Point localization data
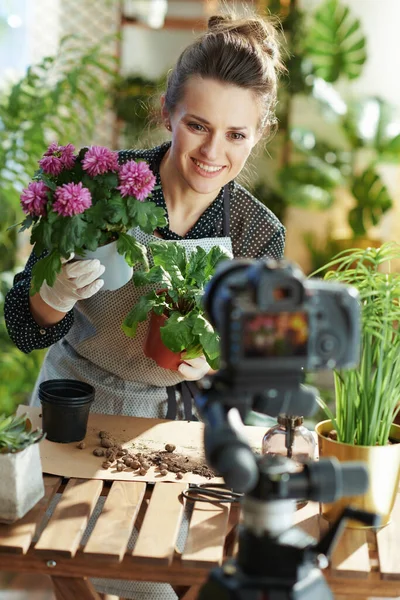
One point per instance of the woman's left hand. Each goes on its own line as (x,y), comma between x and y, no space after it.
(194,369)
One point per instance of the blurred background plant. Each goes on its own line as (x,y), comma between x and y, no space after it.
(349,138)
(61,98)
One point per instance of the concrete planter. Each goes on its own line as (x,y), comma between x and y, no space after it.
(21,483)
(117,273)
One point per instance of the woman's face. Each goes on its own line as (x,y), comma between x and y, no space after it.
(214,129)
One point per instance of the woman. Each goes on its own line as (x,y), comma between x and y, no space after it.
(219,102)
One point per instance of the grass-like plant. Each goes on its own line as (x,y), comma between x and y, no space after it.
(367,397)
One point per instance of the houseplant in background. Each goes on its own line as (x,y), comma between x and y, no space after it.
(367,397)
(21,479)
(338,155)
(79,203)
(178,325)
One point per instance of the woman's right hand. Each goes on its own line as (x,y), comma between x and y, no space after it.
(77,280)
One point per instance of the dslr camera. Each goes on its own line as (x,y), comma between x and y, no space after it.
(274,324)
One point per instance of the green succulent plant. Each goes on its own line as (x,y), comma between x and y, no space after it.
(16,433)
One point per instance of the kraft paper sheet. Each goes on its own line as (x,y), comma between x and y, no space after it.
(134,433)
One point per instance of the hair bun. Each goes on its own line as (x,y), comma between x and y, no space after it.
(216,21)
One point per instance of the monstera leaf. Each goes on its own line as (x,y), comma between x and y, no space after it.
(373,200)
(336,44)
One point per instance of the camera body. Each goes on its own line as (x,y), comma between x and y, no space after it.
(274,323)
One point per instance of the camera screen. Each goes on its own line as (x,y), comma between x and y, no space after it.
(275,334)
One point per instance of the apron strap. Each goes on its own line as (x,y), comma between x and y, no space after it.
(188,389)
(171,402)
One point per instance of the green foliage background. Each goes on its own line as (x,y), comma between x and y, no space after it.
(60,99)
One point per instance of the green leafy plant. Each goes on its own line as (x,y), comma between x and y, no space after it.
(367,397)
(16,433)
(78,203)
(348,138)
(178,287)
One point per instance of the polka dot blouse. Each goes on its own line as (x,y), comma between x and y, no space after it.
(255,233)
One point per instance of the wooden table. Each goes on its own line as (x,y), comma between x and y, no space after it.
(364,564)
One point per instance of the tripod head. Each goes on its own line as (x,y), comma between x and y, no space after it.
(274,324)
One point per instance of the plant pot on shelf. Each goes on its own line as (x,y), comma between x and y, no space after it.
(21,483)
(383,464)
(117,271)
(154,347)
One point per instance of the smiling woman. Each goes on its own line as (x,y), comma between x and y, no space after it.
(219,102)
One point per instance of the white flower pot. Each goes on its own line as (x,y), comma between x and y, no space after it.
(21,483)
(117,272)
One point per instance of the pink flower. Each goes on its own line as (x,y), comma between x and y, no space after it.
(56,158)
(136,179)
(67,156)
(99,160)
(71,199)
(34,199)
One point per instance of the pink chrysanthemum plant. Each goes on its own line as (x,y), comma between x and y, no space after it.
(78,202)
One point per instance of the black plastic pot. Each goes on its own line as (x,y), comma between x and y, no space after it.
(65,409)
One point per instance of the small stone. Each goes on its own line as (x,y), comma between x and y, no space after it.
(106,443)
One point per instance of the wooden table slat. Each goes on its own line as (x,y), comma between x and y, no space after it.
(18,536)
(351,556)
(113,528)
(388,543)
(160,528)
(207,531)
(70,518)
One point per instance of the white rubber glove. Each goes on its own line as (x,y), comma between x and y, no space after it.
(76,281)
(194,369)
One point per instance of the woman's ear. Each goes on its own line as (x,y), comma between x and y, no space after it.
(165,114)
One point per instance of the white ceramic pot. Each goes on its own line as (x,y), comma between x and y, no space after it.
(117,272)
(21,483)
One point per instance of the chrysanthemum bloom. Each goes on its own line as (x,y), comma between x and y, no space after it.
(71,199)
(136,179)
(67,156)
(34,199)
(51,165)
(56,158)
(99,160)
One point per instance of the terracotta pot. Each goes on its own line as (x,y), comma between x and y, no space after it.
(383,464)
(154,347)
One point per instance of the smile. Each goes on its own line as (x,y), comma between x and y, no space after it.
(206,168)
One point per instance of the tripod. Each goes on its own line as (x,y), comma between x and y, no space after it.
(275,561)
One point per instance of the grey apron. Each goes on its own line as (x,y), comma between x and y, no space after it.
(97,351)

**YOUR INSTRUCTIONS:**
Set down the entries above again exactly, minus any image.

**OUTPUT BELOW:**
One point per instance of the woman's left hand. Each goes on its own line as (x,y), comma between x and y, no space after it.
(194,369)
One point per instance of the blurred background plant. Each goes on its own line as (x,y), comma between x and y, no space after it.
(349,138)
(61,98)
One point per instance of the concrete planter. Each goes on its own line as (x,y), comma between x and y, no space after it.
(21,483)
(117,273)
One point per instance of the woman's face. Each goes on its own line as (x,y), comma between x and y, no space after it.
(214,129)
One point per instance of the woman. Each goes on its own line as (x,y), comma between x and y, no space after it.
(219,102)
One point per instance of the grass-like plant. Each goes on its own line as (x,y), comma between x and y, no space after it.
(367,397)
One point per instance of the houseplant in background. Each goes on its own line as (x,y), comma between x and y, no space after it.
(367,397)
(21,479)
(338,155)
(79,203)
(178,325)
One point per instance of the woman's right hand. Each goes on its own line as (x,y), comma between x and y, no space after it.
(77,280)
One point per instance of the dslr camera. Each goes on its own line as (x,y), comma between x and y, no space after it.
(274,324)
One point per instance of the green succulent plant. Each goes on its own line as (x,y), comma between x and y, no space after it.
(16,433)
One point per instance of the kraft paper sheet. Each goes on its own line as (x,y), comma between x and y, no space after it.
(134,433)
One point per instance of the hair bun. Each goes on its own line as (x,y), comma between x and y, no space after it.
(216,21)
One point per instance of the monstera leaf. Each goes on its own line as (x,y), comma between x and y, no space after it.
(373,200)
(336,44)
One point per instance of the camera body. Each goes on its own line as (x,y), comma between x and y, no space after it.
(274,323)
One point per instance of the camera screen. Each goes on its own line as (x,y), comma between x and y, no space after it.
(275,334)
One point per instance of the apron strap. Each goes on its own line as (x,y), comma between x and y, no space after it.
(188,389)
(171,402)
One point per instance of the green foliage background. Each goes on its own line as (x,y), comma between x and y, no space after it.
(60,99)
One point per instance of the green leafy plant. Each goes on its own line as (x,y), comma between x and y, no space after it.
(367,397)
(16,433)
(78,203)
(348,138)
(178,287)
One point per instance of the polka dot blouse. Each goes on its own line as (x,y), comma between x and y, no space after it.
(255,233)
One point per instance of the wooden table. Each goes on its own line as (x,y), comma between x and y, no space after it.
(364,564)
One point per instance of the tripod head. Each goes on its own line as (x,y), comma between x and y, no space after it.
(274,324)
One point per instance of the plant pot on shelf. Each goes on its own line as (x,y), comma between x and y, no space after it.
(21,483)
(383,464)
(117,271)
(154,347)
One point per instance of the smiling woman. Each goes on its own line as (x,y), comma between x and y, no space after it.
(219,102)
One point per instance of the white flower pot. Each goes on its own line as (x,y), comma between x and y, no space after it.
(21,483)
(117,272)
One point per instance of the pink flower. Each goes on its own line as (x,y), comma between x and y, no space after it.
(56,158)
(136,179)
(67,156)
(99,160)
(71,199)
(34,199)
One point per instance of the pink chrysanthemum plant. Each goes on its own line as (x,y), comma between x and y, no space after it.
(78,202)
One point per instance of the black plastic pot. Each goes on its own line as (x,y), comma between x and y, no space after it.
(65,409)
One point per instance of the small stone. Each goes on its own line as (x,y), comma between x and y, no space after it.
(106,443)
One point per instance of the wooden table slat. Each goes on its own line as (x,y), comma between x and y, no space after it.
(18,536)
(351,556)
(113,528)
(388,543)
(160,528)
(207,531)
(70,518)
One point per instance of the white rubber glove. Each goes on its own line as (x,y), comma between x and y, no space after it.
(76,281)
(194,369)
One point per instance of the woman's ear. Each goes on its own line as (x,y), comma between x and y, no space after it.
(165,114)
One point per instance of the white ceramic pot. Each goes on its own line as (x,y), comma between x and y, no space after it.
(117,272)
(21,483)
One point per instance of the chrysanthemum bloom. Each goes on its own line as (x,y), comma between x and y, no space after it.
(71,199)
(136,179)
(67,156)
(34,199)
(51,165)
(56,158)
(99,160)
One point per instance of the terracotta pot. Each goes on its own line as (x,y), comma between x and y, no space after it.
(383,464)
(154,347)
One point per instance of the smile. Each goes on its own line as (x,y), comma between x and y, no space after it.
(206,168)
One point per instance of the tripod. Each goes on its own line as (x,y), comma between x and y, no space after it.
(275,561)
One point per instance of the grey apron. Each goes on its own line as (x,y), comma between x and y, no space after it.
(97,351)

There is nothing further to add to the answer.